Document text:
=====
Tags

, , , , , , , , , , , ,

Judgment Painting

 

Quite a few years ago, back in 1995 at a time that has almost become a time two decades past, I was a newborn college student.

Heady times. I remember, that fall, two very good and hard-to-watch movies came out.

One was “Leaving Las Vegas,” in which Nicholas Cage played an alcoholic who, fed up with life, decides to go to Las Vegas and drink himself to death. And even Elizabeth Shue, as a prostitute who in another film would have “saved and redeemed him,” in then end cannot help. Somehow, she didn’t judge him in the end, for quitting on her, and on life.

Leaving Las Vegas

The other film was “Dead Man Walking,” a film based on a non-fiction book by Sister Helen Prejean, and telling the story of a nun who tries to help a man sentenced to die on death row. He was accused of partaking in the grisly murder of a young girl, with a friend, and while he protests his innocence of being anything more than an unwilling accomplice, the evidence doesn’t back him up. Much like Elizabeth Shue in “Leaving Las Vegas,” she attempts to redeem him, but in the end cannot. It turns out he was the primary murderer, and one of the harder sequences I’ve ever had to watch in a film was the beginning of his walk to the moment of his death.

Dead Man Walking

I’m here mostly to talk about the latter film. To me, it’s notable for two reasons that wouldn’t matter to most people.

The first, and much smaller reason, is that it contains maybe the first notable role for Jack Black, who played Sean Penn’s unfunny younger brother before later becoming a great and famous comedian.

The second, and much larger reason, is that the film started a major transformation inside my sprit, a transformation revolving around the word “judgment.” I still remember, that freshman year in college, getting caught up in the “perspective” the film offered. All films give you just perspective. They lead you by the nose to care about certain other real people, while preventing you from caring about other equally real people. And in so doing, it creates drama, focus, and more.

Of course it’s baloney. Another film could lead you by the nose to empathize with other characters, and everything would be different. And we would not mind. In that other film we would be content to see Sean Penn’s character as a monster. And we would likely not imagine our perspective being “partial” either. It would feel like… “the” perspective.

It reminds me of “Slaughterhouse Five.” In it, aliens not constrained by Time, the Tralfamadorians, try to teach Billy Pilgrim about the terrible limitations of Human perspective.

Slaughterhouse Five Bicep

The quote from the book that I always think back on goes as follows:

The guide invited a crowd to imagine that they were looking across a desert at a mountain range on a day that was twinkling bright and clear. They could look at a peak or a bird or a cloud, at a stone right in front of them, or even into a canyon behind them. But among them was this poor Earthling, and his head was encased in a steel sphere which he could never take off. There was only one eyehole through which he could look, and welded to that eyehole were six feet of pipe.
=====
Collected data:
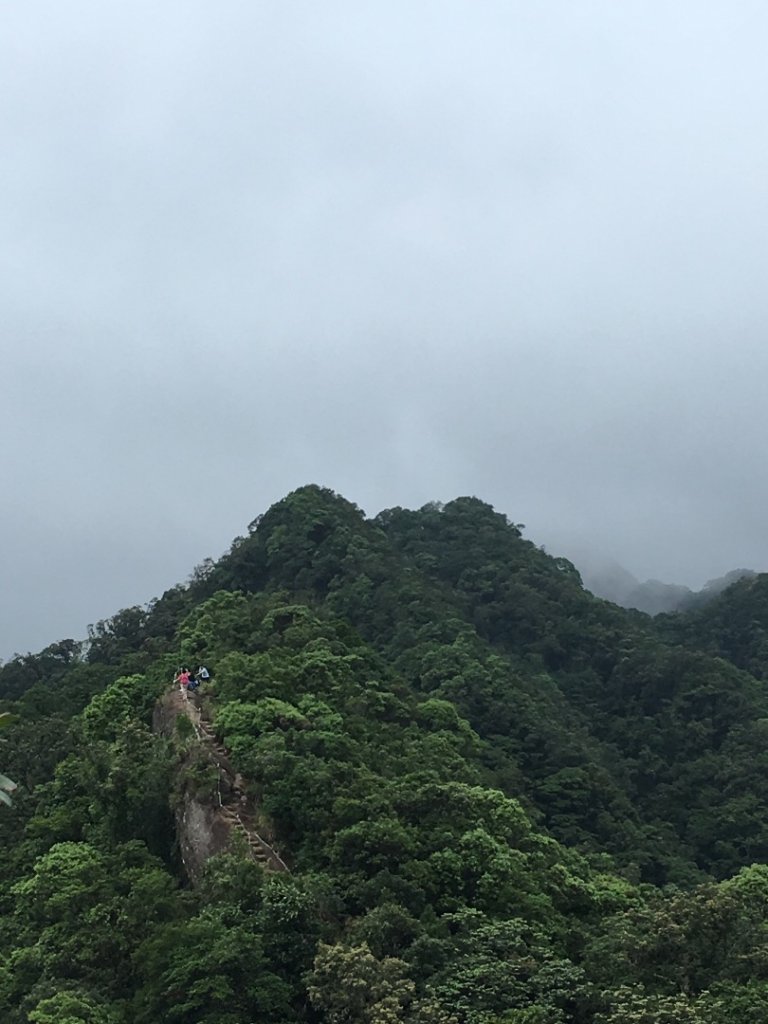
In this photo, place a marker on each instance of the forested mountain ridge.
=====
What you have to do:
Answer these from the essay on judgment and two 1995 films.
(a) In what year was the writer a new college student?
(b) Who played Sean Penn's younger brother in "Dead Man Walking"?
(c) In the quoted passage from "Slaughterhouse Five," how many feet of pipe are welded to the eyehole?

Expected output:
(a) 1995
(b) Jack Black
(c) Six feet